* **FRAGMENTO SELECCIONADO**:
┌──

Y eso en el mejor de los casos, suponiendo que tengas un situación acomodada y goces de privilegios, porque si no es así, pasarás más penas que glorias. Y tu y yo aspiramos a algo mejor. Porque dentro de nosotros hay una aspiración de mayor altura, de un gran Ideal:  felicidad plena y eterna. Un Ideal que nos llena y nos desborda hasta el punto de embriagarnos de amor.

Esa oferta nos la trae Jesús, y nos la transmite con su Palabra y Vida, dándonos testimonio con su buen hacer, obras y milagros, hasta entregar su Vida como pago y rescate de todos nosotros. En Él estamos salvados, sólo dependerá de nuestra respuesta, y en él descansa nuestra esperanza hasta el final de los tiempos.

viernes, 27 de noviembre de 2015

LOS CAMBIOS NOS AVISAN DE LOS TIEMPOS

(Lc 21,29-33)


No cabe ninguna duda que nuestra vida se contiene en el tiempo. Ese espacio donde transcurre su vivencia y su espacio de salvación. Necesitamos aprovecharlo. Igual que las plantas nos avisan que el tiempo pasa cuando las vemos vestirse y engalanarse con sus mejores flores, la vida nos avisa con señales que nuestra hora está próxima. Es obvio no observar y estar atento, pues el tiempo pasa, se va y no vuelve.

Nuestra edad puede convertirse en una señal fuerte. Cuando, por la Gracia de Dios, hemos tenido una larga vida, experimentamos que, cumplidos unos buenos años, nuestra partida no debe estar lejos. Es de necio ignorar que en los setenta y más, nuestro tiempo no está lejos. Y eso nos debe poner en aviso y fertilizar al máximo también nuestra huerta particular para dar los mejores y óptimos frutos que se espera de nosotros.

Hoy, Jesús, nos avisa de estos cambios, y de la necesidad de estar al quite. Y el Papa, en su viaje a África, nos habla del esfuerzo de liberar nuestro corazón. Sin un corazón libre no podemos dar frutos, porque la semilla de nuestro corazón necesita libertad para darse en amor y echar frutos. Si va forzada, sus frutos son adulterados e impuestos, no naturales, no productos del amor. Y, como la higuera del Evangelio, terminará por secarse.

Reguemos el huerto de nuestro corazón con un agua limpia y pura, que nos limpie de toda impureza y nos dé los frutos de la libertad, para que, actuando libremente, seamos capaces de amar y de entregarnos, con gozo y alegría, a una vida de servicio y solidaria. Una vida que, esperando la venida del Señor, nos llena de plenitud y de gozo eterno.

jueves, 26 de noviembre de 2015

DA LA SENSACIÓN QUE NUESTROS OÍDOS ESTÁN CERRADOS

(Lc 21,20-28)


Da la sensación que el mundo parece dormido, o con los oídos cerrados, porque su reacción no está de acuerdo con las noticias que les son reveladas. Hay como dos maneras de verla, o están ciegos y sordos, o, me atrevería a decir que están embobados y distraídos por el demonio. Mejor, sometidos y endemoniados, porque no se puede entender que, viendo, no vean; y oyendo, no oigan.

└──

* **LISTADO DE DATOS**:
┌──

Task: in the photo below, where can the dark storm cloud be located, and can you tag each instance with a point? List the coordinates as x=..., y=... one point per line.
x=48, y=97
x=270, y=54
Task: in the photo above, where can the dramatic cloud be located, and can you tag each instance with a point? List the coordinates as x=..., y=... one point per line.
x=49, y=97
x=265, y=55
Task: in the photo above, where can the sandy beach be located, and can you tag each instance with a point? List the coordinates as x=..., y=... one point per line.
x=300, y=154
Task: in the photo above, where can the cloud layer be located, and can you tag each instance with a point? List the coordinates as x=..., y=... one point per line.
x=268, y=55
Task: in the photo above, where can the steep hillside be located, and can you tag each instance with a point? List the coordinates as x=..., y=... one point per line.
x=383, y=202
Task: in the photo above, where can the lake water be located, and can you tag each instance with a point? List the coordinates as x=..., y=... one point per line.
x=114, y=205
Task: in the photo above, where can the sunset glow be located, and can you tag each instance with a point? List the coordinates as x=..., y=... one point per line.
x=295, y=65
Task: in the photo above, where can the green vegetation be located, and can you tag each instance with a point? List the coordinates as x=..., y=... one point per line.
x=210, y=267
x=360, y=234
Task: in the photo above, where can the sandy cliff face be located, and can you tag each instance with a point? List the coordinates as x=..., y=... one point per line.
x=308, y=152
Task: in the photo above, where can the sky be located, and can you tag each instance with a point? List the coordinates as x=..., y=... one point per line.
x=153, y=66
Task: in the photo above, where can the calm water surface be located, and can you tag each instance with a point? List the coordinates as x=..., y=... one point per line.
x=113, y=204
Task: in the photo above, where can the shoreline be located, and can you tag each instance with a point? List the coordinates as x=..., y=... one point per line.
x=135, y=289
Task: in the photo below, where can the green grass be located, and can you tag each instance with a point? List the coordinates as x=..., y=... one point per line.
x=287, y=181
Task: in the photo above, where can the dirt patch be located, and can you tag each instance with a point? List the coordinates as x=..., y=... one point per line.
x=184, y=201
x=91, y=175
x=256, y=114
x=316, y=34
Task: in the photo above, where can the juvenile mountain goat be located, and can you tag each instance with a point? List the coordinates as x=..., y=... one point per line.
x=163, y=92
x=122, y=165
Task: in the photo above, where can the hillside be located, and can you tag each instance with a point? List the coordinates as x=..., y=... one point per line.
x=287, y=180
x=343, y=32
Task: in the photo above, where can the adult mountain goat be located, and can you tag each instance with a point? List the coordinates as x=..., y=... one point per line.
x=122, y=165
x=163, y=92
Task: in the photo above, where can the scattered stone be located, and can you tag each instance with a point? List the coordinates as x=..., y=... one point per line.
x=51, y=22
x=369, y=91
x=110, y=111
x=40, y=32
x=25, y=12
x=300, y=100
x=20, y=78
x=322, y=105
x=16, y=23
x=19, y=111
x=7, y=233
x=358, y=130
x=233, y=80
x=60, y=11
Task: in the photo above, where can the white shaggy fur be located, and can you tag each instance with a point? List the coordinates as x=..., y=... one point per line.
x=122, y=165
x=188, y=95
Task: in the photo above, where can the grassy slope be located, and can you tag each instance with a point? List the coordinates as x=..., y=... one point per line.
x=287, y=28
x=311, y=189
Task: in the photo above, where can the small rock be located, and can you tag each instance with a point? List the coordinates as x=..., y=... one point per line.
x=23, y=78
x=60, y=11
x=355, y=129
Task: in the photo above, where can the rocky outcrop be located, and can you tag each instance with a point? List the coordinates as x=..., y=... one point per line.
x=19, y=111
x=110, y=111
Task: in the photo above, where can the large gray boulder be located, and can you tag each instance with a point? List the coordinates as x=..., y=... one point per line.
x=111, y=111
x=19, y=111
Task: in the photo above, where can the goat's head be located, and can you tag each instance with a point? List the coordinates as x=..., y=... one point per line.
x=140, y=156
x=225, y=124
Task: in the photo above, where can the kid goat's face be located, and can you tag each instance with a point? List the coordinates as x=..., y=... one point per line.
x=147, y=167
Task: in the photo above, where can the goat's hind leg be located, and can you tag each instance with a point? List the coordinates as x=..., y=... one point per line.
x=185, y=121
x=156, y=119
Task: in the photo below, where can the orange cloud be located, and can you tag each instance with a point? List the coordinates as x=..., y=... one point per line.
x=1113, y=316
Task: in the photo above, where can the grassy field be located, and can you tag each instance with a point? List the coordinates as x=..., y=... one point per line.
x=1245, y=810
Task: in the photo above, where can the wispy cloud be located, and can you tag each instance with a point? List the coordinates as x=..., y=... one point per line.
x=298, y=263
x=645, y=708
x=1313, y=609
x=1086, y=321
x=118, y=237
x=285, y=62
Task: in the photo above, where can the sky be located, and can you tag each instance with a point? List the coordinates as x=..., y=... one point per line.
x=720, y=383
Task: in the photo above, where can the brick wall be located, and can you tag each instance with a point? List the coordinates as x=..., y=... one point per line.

└──

* **TAREA**: Reescriba el pasaje del fragmento seleccionado desde "Esa oferta nos" hasta "(Lc 21,29-33)", sustituyendo "Jesús" por "Cristo". No es preciso consultar el listado.

* **RESULTADO**:
Esa oferta nos la trae Cristo, y nos la transmite con su Palabra y Vida, dándonos testimonio con su buen hacer, obras y milagros, hasta entregar su Vida como pago y rescate de todos nosotros. En Él estamos salvados, sólo dependerá de nuestra respuesta, y en él descansa nuestra esperanza hasta el final de los tiempos.

viernes, 27 de noviembre de 2015

LOS CAMBIOS NOS AVISAN DE LOS TIEMPOS

(Lc 21,29-33)